— start —

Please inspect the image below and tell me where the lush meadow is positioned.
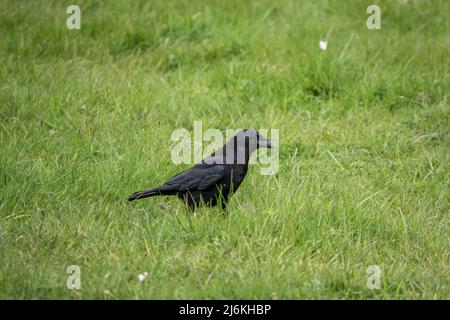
[0,0,450,299]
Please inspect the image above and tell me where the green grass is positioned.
[0,0,450,299]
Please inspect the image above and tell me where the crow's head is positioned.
[208,129,273,164]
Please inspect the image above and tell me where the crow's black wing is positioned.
[158,163,226,191]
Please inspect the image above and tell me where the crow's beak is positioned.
[258,139,273,149]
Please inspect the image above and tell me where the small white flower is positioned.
[138,272,148,282]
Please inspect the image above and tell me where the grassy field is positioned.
[0,0,450,299]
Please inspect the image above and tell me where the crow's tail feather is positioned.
[128,188,161,201]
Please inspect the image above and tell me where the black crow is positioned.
[128,129,272,210]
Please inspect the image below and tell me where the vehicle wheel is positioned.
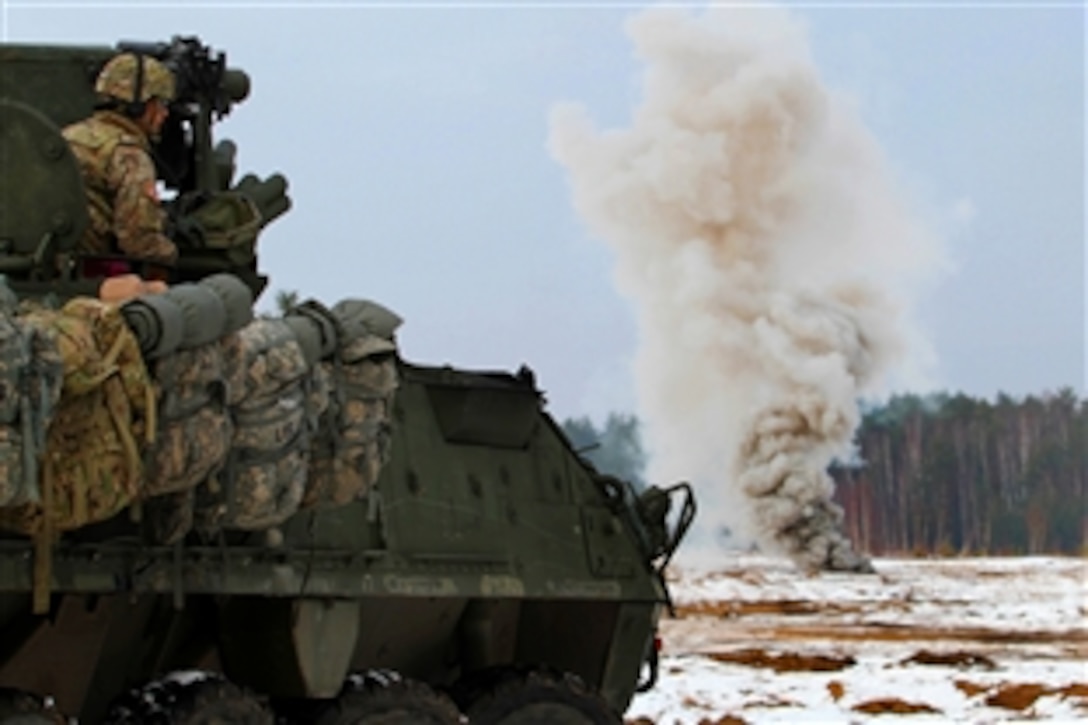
[103,673,274,725]
[467,669,622,725]
[0,687,67,725]
[314,673,466,725]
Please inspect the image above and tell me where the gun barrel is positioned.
[220,67,249,103]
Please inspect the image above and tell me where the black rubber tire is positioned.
[467,669,622,725]
[103,675,275,725]
[314,679,465,725]
[0,687,67,725]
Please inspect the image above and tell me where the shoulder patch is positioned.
[140,179,159,204]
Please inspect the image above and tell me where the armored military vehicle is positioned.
[0,37,695,725]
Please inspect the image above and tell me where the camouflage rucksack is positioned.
[145,341,234,496]
[304,299,400,506]
[197,319,329,531]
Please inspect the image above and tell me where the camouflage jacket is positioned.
[64,111,177,262]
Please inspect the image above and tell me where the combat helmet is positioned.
[95,52,175,106]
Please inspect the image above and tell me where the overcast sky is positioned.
[0,0,1088,417]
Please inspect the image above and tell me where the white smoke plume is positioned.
[551,7,941,570]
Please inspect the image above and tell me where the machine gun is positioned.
[0,36,290,297]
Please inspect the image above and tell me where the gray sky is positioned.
[0,0,1088,417]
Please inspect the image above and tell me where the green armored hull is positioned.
[0,38,694,725]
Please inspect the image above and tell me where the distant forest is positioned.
[562,389,1088,555]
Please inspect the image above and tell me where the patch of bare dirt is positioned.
[900,650,998,669]
[851,698,941,715]
[676,599,822,617]
[986,683,1051,711]
[952,679,991,698]
[703,649,857,672]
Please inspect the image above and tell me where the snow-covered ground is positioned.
[627,555,1088,725]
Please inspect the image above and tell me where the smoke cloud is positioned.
[549,7,941,570]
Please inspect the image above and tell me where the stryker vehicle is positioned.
[0,37,695,725]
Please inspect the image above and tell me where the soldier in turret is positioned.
[63,52,177,277]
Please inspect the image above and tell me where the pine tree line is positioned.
[562,389,1088,555]
[832,389,1088,554]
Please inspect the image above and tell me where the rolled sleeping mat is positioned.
[197,272,254,335]
[162,283,227,349]
[283,299,339,360]
[283,315,321,368]
[121,294,185,360]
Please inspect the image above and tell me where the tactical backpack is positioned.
[0,284,64,507]
[304,299,400,506]
[0,297,156,612]
[197,319,329,531]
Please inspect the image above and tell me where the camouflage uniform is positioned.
[64,53,177,263]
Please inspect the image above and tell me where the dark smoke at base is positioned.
[551,8,940,570]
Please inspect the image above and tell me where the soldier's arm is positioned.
[109,144,177,263]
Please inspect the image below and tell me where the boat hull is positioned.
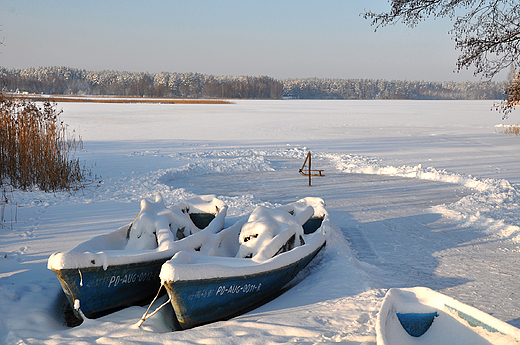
[164,243,325,329]
[53,257,169,318]
[376,287,520,345]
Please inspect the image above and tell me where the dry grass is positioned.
[0,95,85,191]
[7,94,231,104]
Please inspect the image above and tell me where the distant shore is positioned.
[6,93,233,104]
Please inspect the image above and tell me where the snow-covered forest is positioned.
[0,67,506,99]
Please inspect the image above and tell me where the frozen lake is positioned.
[0,100,520,344]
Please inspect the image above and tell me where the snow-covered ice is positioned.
[0,100,520,344]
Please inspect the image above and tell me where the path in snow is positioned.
[170,157,520,326]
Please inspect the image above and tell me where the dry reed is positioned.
[0,95,85,191]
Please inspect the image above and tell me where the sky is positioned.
[0,0,504,81]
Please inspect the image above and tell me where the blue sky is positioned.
[0,0,500,81]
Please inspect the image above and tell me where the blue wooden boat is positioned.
[47,195,227,318]
[154,198,330,329]
[376,287,520,345]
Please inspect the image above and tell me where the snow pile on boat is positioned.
[47,194,227,270]
[160,198,331,284]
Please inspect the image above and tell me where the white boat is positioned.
[376,287,520,345]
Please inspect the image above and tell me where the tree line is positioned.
[0,67,507,99]
[283,78,507,99]
[0,67,283,99]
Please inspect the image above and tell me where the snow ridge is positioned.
[323,154,520,242]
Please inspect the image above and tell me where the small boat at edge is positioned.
[376,287,520,345]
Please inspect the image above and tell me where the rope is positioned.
[137,284,172,327]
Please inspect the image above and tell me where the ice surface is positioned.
[0,100,520,344]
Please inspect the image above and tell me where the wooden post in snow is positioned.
[299,151,325,186]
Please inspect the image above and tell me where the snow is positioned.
[0,100,520,344]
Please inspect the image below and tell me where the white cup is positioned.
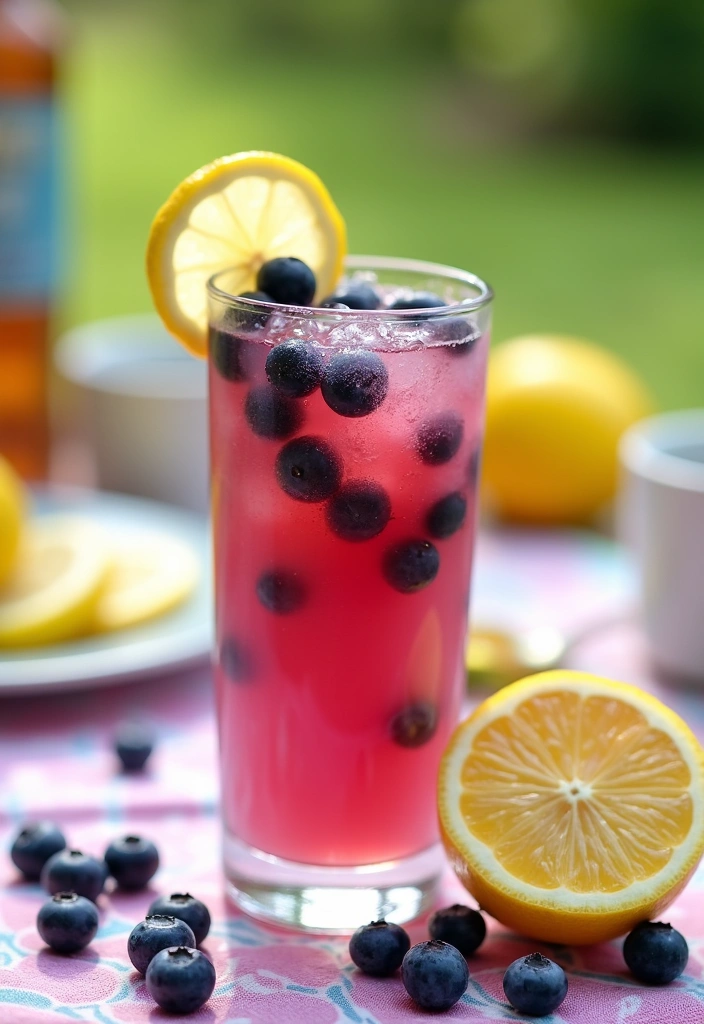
[619,410,704,681]
[55,315,208,512]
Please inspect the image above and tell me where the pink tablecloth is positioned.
[0,535,704,1024]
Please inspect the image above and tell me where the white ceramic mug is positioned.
[619,409,704,681]
[55,315,208,513]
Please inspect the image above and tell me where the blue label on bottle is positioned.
[0,98,56,302]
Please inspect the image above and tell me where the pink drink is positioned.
[210,258,488,929]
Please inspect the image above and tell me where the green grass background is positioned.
[62,4,704,407]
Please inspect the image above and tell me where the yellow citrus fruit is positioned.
[482,335,653,523]
[0,456,27,584]
[438,671,704,944]
[93,534,199,632]
[0,515,109,647]
[146,153,347,355]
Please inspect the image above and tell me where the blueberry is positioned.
[389,292,447,309]
[146,946,216,1014]
[245,384,303,440]
[266,340,322,398]
[219,636,252,683]
[325,480,391,541]
[257,569,306,615]
[127,913,195,974]
[503,953,567,1017]
[320,351,389,416]
[114,722,153,771]
[384,541,440,594]
[401,939,470,1011]
[37,892,98,953]
[41,850,107,902]
[415,413,465,466]
[105,836,159,889]
[389,700,438,748]
[428,903,486,956]
[276,437,342,502]
[426,490,467,541]
[10,821,65,882]
[209,327,247,382]
[321,282,382,309]
[257,256,315,306]
[147,893,210,946]
[623,921,690,985]
[350,921,410,978]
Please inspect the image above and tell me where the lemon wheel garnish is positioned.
[438,671,704,944]
[93,534,199,632]
[146,153,347,355]
[0,516,109,647]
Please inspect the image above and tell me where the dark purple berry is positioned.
[325,480,391,541]
[426,490,467,541]
[10,821,65,882]
[428,903,486,956]
[245,384,303,440]
[257,256,315,306]
[390,700,438,748]
[415,413,465,466]
[276,437,342,502]
[384,541,440,594]
[350,921,410,978]
[37,892,98,954]
[266,339,322,398]
[320,351,389,417]
[257,569,306,615]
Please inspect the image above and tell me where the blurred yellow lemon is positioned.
[482,335,653,523]
[438,671,704,944]
[0,456,26,584]
[93,534,199,632]
[0,516,111,647]
[146,153,347,355]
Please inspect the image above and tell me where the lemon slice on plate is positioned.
[0,516,111,647]
[438,671,704,944]
[92,532,199,633]
[146,153,346,355]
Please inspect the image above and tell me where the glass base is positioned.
[224,835,444,935]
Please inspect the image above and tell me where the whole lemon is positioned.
[482,334,653,524]
[0,456,26,584]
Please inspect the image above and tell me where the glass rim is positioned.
[207,255,494,324]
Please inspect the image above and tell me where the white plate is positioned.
[0,487,213,695]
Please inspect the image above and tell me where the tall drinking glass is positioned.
[209,257,491,932]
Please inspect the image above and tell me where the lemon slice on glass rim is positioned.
[438,670,704,945]
[146,152,347,356]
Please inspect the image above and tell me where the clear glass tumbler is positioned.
[209,257,492,932]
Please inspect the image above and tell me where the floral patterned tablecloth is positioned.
[0,532,704,1024]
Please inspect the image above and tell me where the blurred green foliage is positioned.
[64,0,704,406]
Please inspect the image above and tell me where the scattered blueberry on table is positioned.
[105,836,159,889]
[147,893,211,946]
[10,821,67,882]
[503,953,567,1017]
[428,903,486,956]
[41,850,107,903]
[127,913,195,974]
[623,921,690,985]
[37,892,98,953]
[350,920,410,978]
[115,722,155,772]
[146,946,216,1014]
[257,256,315,306]
[401,939,470,1012]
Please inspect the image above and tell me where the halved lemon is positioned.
[438,671,704,944]
[92,534,199,633]
[146,153,347,355]
[0,516,109,647]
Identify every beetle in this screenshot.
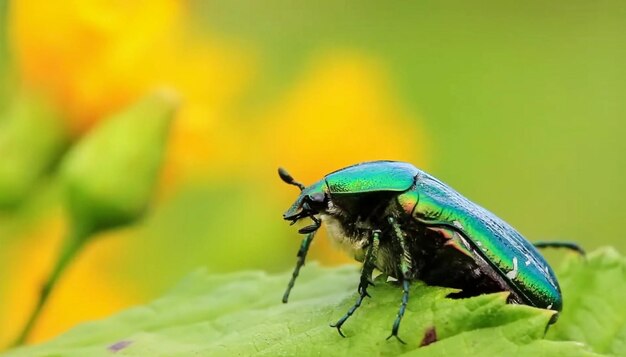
[278,161,584,342]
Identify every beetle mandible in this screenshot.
[278,161,584,342]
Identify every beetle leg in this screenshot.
[387,217,412,344]
[533,241,585,256]
[330,229,381,337]
[283,231,316,303]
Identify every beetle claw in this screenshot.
[330,324,346,338]
[387,332,406,345]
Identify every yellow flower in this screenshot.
[255,52,428,263]
[0,0,255,345]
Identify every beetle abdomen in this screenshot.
[413,173,562,311]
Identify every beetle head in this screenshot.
[278,168,329,233]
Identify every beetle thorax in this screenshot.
[320,214,368,261]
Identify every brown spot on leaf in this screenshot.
[420,326,437,347]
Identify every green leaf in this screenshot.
[547,248,626,355]
[4,250,626,357]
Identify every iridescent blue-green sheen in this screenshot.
[413,171,563,311]
[326,161,419,195]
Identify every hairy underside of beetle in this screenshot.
[321,194,520,303]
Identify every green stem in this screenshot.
[12,227,90,347]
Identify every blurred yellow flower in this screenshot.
[0,0,254,345]
[9,0,255,187]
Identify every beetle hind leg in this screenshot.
[533,241,586,256]
[330,230,381,337]
[387,217,413,344]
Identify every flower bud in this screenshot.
[61,91,178,232]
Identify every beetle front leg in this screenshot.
[330,229,381,337]
[283,230,316,303]
[387,217,413,344]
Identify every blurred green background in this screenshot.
[0,0,626,345]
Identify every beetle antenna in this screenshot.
[278,167,304,191]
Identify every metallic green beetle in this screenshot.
[278,161,583,342]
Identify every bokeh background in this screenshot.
[0,0,626,346]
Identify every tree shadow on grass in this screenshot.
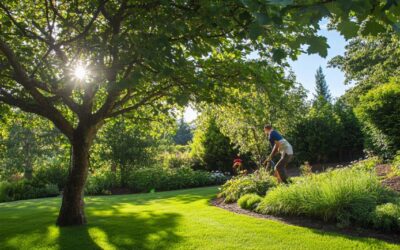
[58,212,181,250]
[0,197,186,250]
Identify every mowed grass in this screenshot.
[0,187,400,250]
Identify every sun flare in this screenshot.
[73,64,88,80]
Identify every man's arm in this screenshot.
[268,141,281,160]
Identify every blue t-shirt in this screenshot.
[268,130,283,147]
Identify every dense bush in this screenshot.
[190,115,238,172]
[356,80,400,157]
[238,194,262,210]
[257,168,394,229]
[85,171,120,195]
[33,162,68,190]
[128,167,226,192]
[0,180,60,202]
[288,100,363,164]
[371,202,400,232]
[219,169,277,203]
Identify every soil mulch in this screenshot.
[211,198,400,244]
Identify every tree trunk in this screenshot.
[57,128,95,226]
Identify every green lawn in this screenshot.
[0,187,400,250]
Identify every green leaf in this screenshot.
[249,23,263,40]
[254,13,271,25]
[307,36,329,57]
[268,0,293,6]
[361,19,386,36]
[272,48,287,63]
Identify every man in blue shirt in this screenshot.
[264,124,293,183]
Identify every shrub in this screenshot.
[257,168,393,226]
[0,180,60,202]
[371,203,400,232]
[352,157,381,171]
[85,171,119,195]
[238,194,262,210]
[355,79,400,157]
[128,166,226,192]
[33,164,68,190]
[219,169,277,203]
[300,161,312,175]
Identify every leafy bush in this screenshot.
[371,203,400,232]
[257,168,394,226]
[33,164,68,190]
[356,80,400,157]
[128,166,226,192]
[0,180,60,202]
[161,146,194,168]
[85,171,119,195]
[238,194,262,210]
[219,169,277,203]
[352,156,381,171]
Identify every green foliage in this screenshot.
[219,169,277,203]
[356,80,400,157]
[128,166,226,192]
[257,168,395,229]
[289,102,341,163]
[288,96,363,163]
[157,145,195,168]
[33,161,69,190]
[0,111,68,179]
[173,118,193,145]
[191,114,238,172]
[211,70,306,167]
[314,66,332,102]
[85,171,120,195]
[238,194,262,210]
[371,202,400,232]
[330,32,400,158]
[0,180,60,202]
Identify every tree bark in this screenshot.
[57,126,95,227]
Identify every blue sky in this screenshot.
[289,25,349,97]
[184,27,350,122]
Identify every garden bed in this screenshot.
[211,198,400,244]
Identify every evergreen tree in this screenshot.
[314,66,332,102]
[173,117,193,145]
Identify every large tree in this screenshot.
[0,0,399,226]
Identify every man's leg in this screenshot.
[275,154,293,183]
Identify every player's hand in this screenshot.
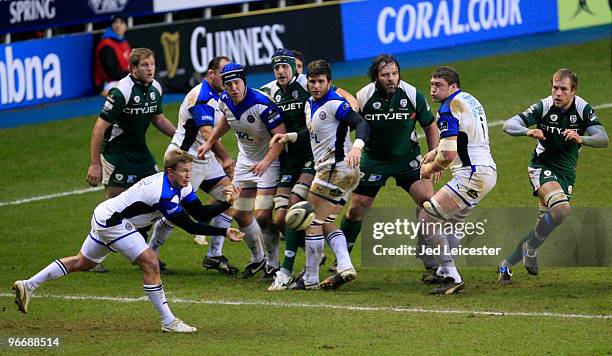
[527,129,546,141]
[221,158,236,179]
[223,184,242,204]
[431,172,444,184]
[421,148,438,164]
[346,147,361,168]
[563,129,582,144]
[198,142,212,159]
[250,159,271,177]
[87,163,102,187]
[419,163,432,179]
[225,227,244,242]
[268,133,289,148]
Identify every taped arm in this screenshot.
[287,128,310,144]
[164,209,227,236]
[345,110,370,147]
[503,115,529,136]
[582,125,610,148]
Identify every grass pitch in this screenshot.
[0,40,612,354]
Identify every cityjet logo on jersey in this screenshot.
[364,112,416,121]
[123,105,157,115]
[87,0,129,15]
[541,124,578,135]
[9,0,55,25]
[377,0,523,44]
[278,102,304,111]
[0,46,62,104]
[190,24,285,73]
[236,131,253,141]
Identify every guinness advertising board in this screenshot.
[126,5,344,92]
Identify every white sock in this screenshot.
[207,213,232,257]
[304,235,325,284]
[149,218,174,255]
[326,230,353,272]
[437,236,463,283]
[445,234,461,260]
[436,261,463,283]
[241,219,264,262]
[144,282,175,325]
[25,260,69,289]
[262,227,280,268]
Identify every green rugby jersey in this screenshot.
[357,81,434,161]
[100,75,163,153]
[261,74,312,157]
[519,96,601,174]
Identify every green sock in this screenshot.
[340,216,361,253]
[283,228,306,272]
[506,230,535,266]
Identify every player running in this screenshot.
[198,63,286,278]
[149,56,238,274]
[13,150,243,333]
[498,68,609,284]
[419,67,497,294]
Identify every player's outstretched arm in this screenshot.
[563,125,610,148]
[420,136,457,179]
[423,122,440,151]
[200,125,233,162]
[164,209,244,241]
[336,87,359,112]
[86,117,112,187]
[502,115,529,136]
[151,114,176,137]
[198,115,230,159]
[181,185,242,222]
[251,123,287,176]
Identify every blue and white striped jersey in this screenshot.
[438,90,495,169]
[94,172,198,228]
[172,80,219,159]
[304,90,352,169]
[219,87,283,162]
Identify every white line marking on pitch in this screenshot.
[0,293,612,319]
[0,103,612,207]
[0,187,104,206]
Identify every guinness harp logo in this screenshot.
[160,32,180,79]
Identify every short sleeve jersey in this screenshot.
[172,81,219,159]
[94,172,197,228]
[357,81,435,161]
[304,90,352,169]
[265,74,312,160]
[100,75,163,153]
[519,96,601,175]
[438,90,495,169]
[219,87,283,161]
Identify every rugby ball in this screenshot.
[285,201,315,230]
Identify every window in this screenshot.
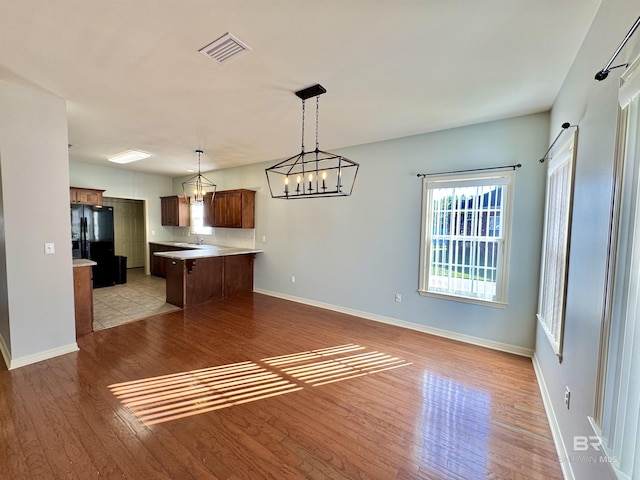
[537,131,577,357]
[591,55,640,478]
[419,172,513,304]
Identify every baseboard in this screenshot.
[3,342,79,370]
[254,288,533,358]
[532,353,575,480]
[0,335,11,368]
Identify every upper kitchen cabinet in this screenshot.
[160,195,190,227]
[204,189,256,228]
[69,187,104,206]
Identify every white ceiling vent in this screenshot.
[198,33,251,63]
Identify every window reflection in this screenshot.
[419,372,491,479]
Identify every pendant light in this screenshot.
[182,150,216,204]
[265,84,359,200]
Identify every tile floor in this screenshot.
[93,268,179,330]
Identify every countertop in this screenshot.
[150,242,263,260]
[73,258,97,267]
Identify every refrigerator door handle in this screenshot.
[80,217,88,258]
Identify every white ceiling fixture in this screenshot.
[198,33,251,63]
[107,150,151,163]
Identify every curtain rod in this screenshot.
[540,122,579,163]
[595,17,640,82]
[418,163,522,177]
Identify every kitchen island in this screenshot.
[154,242,262,308]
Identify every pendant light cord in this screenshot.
[302,98,304,153]
[316,95,320,152]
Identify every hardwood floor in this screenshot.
[0,294,562,480]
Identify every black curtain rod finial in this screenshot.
[594,70,609,82]
[540,122,578,163]
[594,17,640,82]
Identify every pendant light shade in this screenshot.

— end —

• [OBJECTIVE]: Please give the lines between the one holding "Identify every bokeh" and the one holding "[57,128,95,226]", inclusive, as a numbered list with blank lines left out. Leave the pictures out of your answer.

• [RESULT OF THE EXERCISE]:
1. Identify every bokeh background in this screenshot.
2. [0,0,626,346]
3. Identify every tree shadow on grass in this screenshot.
4. [58,212,181,250]
5. [0,197,186,250]
6. Identify every mowed grass in this screenshot.
7. [0,187,400,250]
8. Identify every sun flare in this screenshot.
9. [73,64,88,80]
10. Identify every man's arm in this screenshot.
11. [268,141,281,160]
12. Identify every blue t-shirt in this screenshot.
13. [268,130,283,147]
14. Identify every dense bush in this screenshot.
15. [190,115,238,172]
16. [356,80,400,157]
17. [238,194,262,210]
18. [257,168,394,229]
19. [85,171,120,195]
20. [33,162,68,190]
21. [128,167,226,192]
22. [0,180,60,202]
23. [288,100,363,164]
24. [371,202,400,232]
25. [219,169,277,203]
26. Identify every soil mulch in this screenshot.
27. [211,198,400,244]
28. Identify every tree trunk in this screenshot.
29. [57,128,95,226]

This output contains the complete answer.